[Object outline annotations]

━━━━━━━━━━━━━━━━

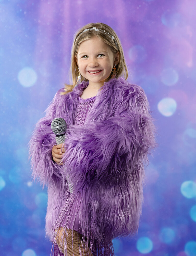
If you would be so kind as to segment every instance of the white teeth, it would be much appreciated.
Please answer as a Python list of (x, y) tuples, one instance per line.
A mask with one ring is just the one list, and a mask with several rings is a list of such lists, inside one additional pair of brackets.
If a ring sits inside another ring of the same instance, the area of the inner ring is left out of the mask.
[(95, 73), (98, 73), (98, 72), (100, 72), (100, 70), (99, 70), (98, 71), (95, 71), (95, 72), (93, 72), (92, 71), (89, 71), (88, 72), (90, 73), (92, 73), (93, 74), (95, 74)]

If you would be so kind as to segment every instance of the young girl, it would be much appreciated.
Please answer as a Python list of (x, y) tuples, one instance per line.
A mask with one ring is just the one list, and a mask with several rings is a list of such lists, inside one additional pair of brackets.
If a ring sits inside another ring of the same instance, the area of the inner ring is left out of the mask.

━━━━━━━━━━━━━━━━

Rewrite all the entries above, replacing "segment" with "outline" and keeping everything else unchanged. Leave the pictures out.

If you would be so kind as to outline every instance of the white teeth, it would be much appreciated.
Please answer as a Python list of (x, y) tuples, one instance per line.
A mask with one ring is just the one list, and a mask with several rings is a list of such lists, inside one additional pair of brackets.
If a ring sits inside another ring of the same instance, the area of the inner ring is left out of the mask.
[(95, 73), (98, 73), (98, 72), (100, 72), (100, 70), (99, 70), (98, 71), (95, 71), (95, 72), (93, 72), (92, 71), (89, 71), (88, 72), (90, 73), (92, 73), (93, 74), (95, 74)]

If you would be so kind as to outline every instance of the young girl, it would be much appreciated.
Please answer as a Python list of (x, y) tuples, one instance per line.
A mask with one ring is just the one list, and a mask with several rings is a list of such lists, inside one additional pair of brackets.
If a ring sits inside another ring of the same instance, the area of the inner ring is left out of the mask.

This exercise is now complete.